◆ Aim of the task: Present an exact copy of each line below.

**** Data provided ****

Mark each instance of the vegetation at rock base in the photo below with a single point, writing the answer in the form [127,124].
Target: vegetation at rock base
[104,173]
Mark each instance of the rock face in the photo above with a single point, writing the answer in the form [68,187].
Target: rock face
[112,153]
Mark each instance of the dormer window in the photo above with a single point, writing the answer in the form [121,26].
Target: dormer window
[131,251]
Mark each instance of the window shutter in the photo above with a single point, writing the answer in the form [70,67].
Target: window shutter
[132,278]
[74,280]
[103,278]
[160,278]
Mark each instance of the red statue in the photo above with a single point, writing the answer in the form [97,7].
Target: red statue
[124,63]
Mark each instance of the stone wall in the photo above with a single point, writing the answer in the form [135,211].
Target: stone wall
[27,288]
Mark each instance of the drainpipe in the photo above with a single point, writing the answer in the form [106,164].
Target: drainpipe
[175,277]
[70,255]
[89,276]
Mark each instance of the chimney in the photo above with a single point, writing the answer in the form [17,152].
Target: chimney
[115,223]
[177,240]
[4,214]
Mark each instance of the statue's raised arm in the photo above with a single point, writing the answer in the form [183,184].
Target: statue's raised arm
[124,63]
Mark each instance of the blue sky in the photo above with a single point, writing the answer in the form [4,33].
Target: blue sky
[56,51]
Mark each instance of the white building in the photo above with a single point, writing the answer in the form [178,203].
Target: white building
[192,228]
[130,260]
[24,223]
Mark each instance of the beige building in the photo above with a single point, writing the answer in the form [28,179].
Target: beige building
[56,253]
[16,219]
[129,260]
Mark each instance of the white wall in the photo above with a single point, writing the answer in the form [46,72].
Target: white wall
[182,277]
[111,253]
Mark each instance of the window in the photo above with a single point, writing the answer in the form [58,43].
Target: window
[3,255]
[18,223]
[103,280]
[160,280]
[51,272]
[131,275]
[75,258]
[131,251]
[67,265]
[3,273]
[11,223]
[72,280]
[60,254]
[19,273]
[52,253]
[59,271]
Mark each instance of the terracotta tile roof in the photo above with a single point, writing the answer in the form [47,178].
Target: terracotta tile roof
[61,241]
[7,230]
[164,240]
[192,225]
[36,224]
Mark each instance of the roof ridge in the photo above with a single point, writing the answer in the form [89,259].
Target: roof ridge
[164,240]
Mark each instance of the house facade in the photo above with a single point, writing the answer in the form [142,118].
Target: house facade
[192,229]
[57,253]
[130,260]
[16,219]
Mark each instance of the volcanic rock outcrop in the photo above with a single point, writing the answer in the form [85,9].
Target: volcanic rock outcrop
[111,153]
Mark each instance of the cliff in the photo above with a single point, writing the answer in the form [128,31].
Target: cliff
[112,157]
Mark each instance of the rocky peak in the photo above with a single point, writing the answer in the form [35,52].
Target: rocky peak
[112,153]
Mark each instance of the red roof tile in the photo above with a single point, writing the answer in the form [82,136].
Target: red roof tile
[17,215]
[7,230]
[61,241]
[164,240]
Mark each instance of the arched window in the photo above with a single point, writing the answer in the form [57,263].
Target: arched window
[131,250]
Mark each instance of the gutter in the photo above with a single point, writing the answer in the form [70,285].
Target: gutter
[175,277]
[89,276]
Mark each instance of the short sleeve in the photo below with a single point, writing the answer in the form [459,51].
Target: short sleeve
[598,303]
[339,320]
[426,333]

****

◆ Reply to the exercise:
Mark each instance of the vegetation at rock base in the photo below with a single point, writing the answer in the form [127,124].
Target: vegetation at rock base
[104,173]
Mark each instance of the rock face in the photo above with a single point, writing the answer in the form [68,187].
Target: rock face
[112,153]
Mark each instance of the dormer window in the photo above with a single point, writing the answer in the form [121,26].
Target: dormer window
[131,251]
Mark each instance of the window shutter in the photo above with a single point, writing the answer in the form [70,67].
Target: window shutter
[132,278]
[74,280]
[103,278]
[160,278]
Mark each instance of the red statue in the photo above with a single point, writing the answer in the form [97,7].
Target: red statue
[124,63]
Mark each instance of the stone wall in the photo above with a single point, writing the answer in the form [135,211].
Target: stone wall
[27,288]
Mark each instance of the drainpipe in the photo above with a single point, writing the answer in the form [106,164].
Target: drainpipe
[175,277]
[70,255]
[89,276]
Mark each instance of the chimney in the photo above with a single point, writing the answer in the form [17,152].
Target: chimney
[115,223]
[177,240]
[4,214]
Mark each instance of the statue's raised arm in the photo above with a single point, writing the answer in the form [183,184].
Target: statue's raised arm
[124,63]
Mark each instance of the blue sky in the photo above with a single point, writing the answer in the form [4,33].
Target: blue sky
[56,51]
Mark each instance of the white building in the photo above with a single point, writing the answer in the form [178,203].
Target: white building
[192,228]
[130,260]
[24,223]
Mark each instance of the beige building in the photo above with a single point, writing the answer in the form [28,179].
Target: beige building
[56,253]
[16,219]
[129,260]
Mark each instance of the white wall in the photo above with a single point, writing the answer in the form [46,72].
Target: white wall
[182,277]
[111,253]
Mark each instance of the window in the photo above with a single point, writing the answer in the form [58,43].
Target: window
[3,255]
[18,223]
[103,280]
[160,280]
[51,272]
[131,275]
[75,258]
[131,251]
[67,265]
[3,273]
[11,223]
[72,280]
[60,254]
[19,273]
[52,253]
[59,271]
Mark each instance of the terracotta tile roof in the photo above with a single point, writing the answer in the form [47,178].
Target: terracotta tile roof
[61,241]
[7,230]
[164,240]
[192,225]
[36,224]
Mark each instance of the roof ridge in the photo above with a single point, writing the answer in the form [89,259].
Target: roof ridge
[164,240]
Mark each instance of the house facade in the photo above with a single point, writing the answer in the form [142,118].
Target: house facade
[192,229]
[57,253]
[130,260]
[16,219]
Mark each instance of the volcanic rock outcrop in the photo above with a single point, writing the answer in the form [85,9].
Target: volcanic rock outcrop
[111,153]
Mark each instance of the cliff in the photo above with a single point, writing the answer in the form [128,31].
Target: cliff
[112,157]
Mark each instance of the rocky peak in the photo above with a single point, writing the answer in the form [35,52].
Target: rocky peak
[112,153]
Mark each instance of the red roof tile in the photo above with a single point, writing the answer in the form [82,136].
Target: red roof tile
[17,215]
[7,230]
[61,241]
[164,240]
Mark each instance of the arched window in the photo above with a single point, writing the answer in the form [57,263].
Target: arched window
[131,250]
Mark each instance of the gutter in the photo above with a single point, writing the answer in the form [70,285].
Target: gutter
[175,277]
[89,276]
Mark each instance of the short sleeve in the photo below with a single point, writing the answer in the form [459,51].
Target: short sleeve
[598,303]
[339,320]
[426,333]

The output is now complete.